* _EXERCISE TEXT_:
---
format: 
  html:
    toc: true
    page-layout: full
execute:
    warning: false
    echo: true
    eval: true
---

## **Distribution of Assaults**

***

The **histogram** and **density** plot of assault counts below shows a pronounced right skew, indicating that the majority of areas exhibit low assault counts, while a few areas report significantly higher instances. This distribution suggests that while most neighborhoods experience relatively few assaults, certain locations are disproportionately affected.

In [None]:
#| code-fold: true

if Assault21_net['countAssault'].isna().any():
    Assault21_net = Assault21_net.dropna()

plt.figure(figsize=(10, 6))
sns.histplot(Assault21_net['countAssault'], bins=30, color="#777181", edgecolor="white")
plt.title("Distribution of Assaults", fontsize=18, fontweight='bold')
plt.suptitle("Chicago, IL -- 2021", fontsize=12, y=0.87)
plt.xlabel("Assault Incidents", fontsize=10)
plt.ylabel("Count", fontsize=10)
plt.xticks(rotation=0, ha='center', fontsize=8)
plt.yticks(fontsize=8)

Stored items from a collection:

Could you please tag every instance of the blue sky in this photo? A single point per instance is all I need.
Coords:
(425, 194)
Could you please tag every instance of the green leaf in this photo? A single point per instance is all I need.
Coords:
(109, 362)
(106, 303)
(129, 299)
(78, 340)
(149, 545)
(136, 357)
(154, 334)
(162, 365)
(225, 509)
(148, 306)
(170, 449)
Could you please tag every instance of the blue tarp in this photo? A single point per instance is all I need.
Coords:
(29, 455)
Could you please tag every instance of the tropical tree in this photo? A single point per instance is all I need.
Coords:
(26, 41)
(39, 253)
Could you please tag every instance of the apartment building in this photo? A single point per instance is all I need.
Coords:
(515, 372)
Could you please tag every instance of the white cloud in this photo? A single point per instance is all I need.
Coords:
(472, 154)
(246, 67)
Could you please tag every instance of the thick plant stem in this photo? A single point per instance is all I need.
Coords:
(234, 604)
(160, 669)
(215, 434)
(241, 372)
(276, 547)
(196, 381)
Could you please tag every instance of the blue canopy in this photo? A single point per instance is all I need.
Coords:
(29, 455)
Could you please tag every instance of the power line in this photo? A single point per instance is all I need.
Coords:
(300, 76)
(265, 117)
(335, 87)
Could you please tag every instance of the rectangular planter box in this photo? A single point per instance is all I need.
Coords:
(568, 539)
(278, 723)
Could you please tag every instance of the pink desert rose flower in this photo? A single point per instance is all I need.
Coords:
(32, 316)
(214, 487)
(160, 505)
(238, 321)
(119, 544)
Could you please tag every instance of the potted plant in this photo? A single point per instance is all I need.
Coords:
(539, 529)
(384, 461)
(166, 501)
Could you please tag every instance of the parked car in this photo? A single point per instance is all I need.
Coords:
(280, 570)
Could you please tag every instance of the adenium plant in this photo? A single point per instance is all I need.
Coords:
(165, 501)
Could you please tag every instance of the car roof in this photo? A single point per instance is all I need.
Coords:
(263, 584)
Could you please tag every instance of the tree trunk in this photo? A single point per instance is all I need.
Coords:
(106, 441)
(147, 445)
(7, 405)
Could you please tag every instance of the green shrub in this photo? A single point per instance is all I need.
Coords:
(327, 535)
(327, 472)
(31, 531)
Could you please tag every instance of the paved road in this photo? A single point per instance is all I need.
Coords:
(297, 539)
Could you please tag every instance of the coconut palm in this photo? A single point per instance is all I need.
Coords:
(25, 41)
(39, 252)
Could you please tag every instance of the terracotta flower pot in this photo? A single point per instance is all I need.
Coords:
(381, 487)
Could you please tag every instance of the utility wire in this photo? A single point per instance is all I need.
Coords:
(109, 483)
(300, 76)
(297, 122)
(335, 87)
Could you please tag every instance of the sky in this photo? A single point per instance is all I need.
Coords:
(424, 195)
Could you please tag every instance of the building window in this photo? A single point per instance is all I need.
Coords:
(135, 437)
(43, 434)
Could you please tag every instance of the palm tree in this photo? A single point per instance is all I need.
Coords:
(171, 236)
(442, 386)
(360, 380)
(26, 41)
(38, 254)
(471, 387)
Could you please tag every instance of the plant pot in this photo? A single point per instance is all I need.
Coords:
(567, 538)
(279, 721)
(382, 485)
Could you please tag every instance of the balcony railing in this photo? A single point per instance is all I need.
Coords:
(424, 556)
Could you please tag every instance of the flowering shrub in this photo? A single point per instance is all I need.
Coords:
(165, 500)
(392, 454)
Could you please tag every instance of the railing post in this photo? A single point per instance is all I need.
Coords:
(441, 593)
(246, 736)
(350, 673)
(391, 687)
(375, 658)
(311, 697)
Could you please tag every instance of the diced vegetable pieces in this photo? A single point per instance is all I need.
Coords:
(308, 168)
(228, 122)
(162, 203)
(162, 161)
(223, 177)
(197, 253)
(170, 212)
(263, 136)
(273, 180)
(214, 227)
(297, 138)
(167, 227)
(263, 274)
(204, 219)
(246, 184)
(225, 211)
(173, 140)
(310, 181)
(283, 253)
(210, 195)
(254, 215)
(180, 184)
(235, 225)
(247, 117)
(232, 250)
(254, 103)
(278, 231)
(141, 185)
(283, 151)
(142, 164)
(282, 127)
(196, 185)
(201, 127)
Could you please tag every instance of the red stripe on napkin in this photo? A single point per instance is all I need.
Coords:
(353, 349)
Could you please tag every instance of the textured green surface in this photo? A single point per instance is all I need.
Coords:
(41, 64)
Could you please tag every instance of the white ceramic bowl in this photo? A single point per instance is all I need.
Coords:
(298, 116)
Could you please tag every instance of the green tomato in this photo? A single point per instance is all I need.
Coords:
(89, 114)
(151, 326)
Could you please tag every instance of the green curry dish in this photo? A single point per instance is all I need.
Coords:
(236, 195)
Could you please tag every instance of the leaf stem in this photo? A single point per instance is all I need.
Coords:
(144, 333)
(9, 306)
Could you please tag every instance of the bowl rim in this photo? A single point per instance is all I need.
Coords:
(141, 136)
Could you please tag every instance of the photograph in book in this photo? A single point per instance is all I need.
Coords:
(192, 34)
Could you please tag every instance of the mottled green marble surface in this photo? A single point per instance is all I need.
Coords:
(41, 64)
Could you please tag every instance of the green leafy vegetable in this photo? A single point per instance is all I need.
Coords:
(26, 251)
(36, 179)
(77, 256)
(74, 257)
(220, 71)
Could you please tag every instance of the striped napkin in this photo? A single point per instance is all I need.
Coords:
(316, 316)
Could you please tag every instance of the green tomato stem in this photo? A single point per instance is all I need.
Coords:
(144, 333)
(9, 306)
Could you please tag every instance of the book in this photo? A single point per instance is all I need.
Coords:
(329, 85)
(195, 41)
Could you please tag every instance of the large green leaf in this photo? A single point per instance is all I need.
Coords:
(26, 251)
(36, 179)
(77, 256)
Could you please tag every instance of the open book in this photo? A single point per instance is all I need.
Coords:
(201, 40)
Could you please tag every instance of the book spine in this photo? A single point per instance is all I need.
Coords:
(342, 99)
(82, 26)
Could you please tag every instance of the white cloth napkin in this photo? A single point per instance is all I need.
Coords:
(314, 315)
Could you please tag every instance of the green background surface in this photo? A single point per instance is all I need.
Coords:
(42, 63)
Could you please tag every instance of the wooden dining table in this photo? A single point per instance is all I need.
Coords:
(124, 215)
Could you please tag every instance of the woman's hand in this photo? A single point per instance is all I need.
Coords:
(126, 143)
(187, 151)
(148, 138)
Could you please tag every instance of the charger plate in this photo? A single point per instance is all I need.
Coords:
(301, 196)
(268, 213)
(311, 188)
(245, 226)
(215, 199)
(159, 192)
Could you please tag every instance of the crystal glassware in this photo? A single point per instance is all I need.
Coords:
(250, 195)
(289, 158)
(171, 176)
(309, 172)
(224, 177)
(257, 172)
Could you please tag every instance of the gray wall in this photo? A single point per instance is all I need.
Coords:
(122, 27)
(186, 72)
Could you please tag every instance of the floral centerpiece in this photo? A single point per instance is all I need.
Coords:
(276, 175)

* _TASK TO COMPLETE_:
Answer these questions about the Distribution of Assaults text above:
1. What kind of skew does the histogram and density plot of assault counts show?
2. How many bins does the histogram use?
3. What place and year are given in the plot's subtitle?

* _EXPECTED ANSWER_:
1. A pronounced right skew.
2. 30.
3. Chicago, IL, 2021.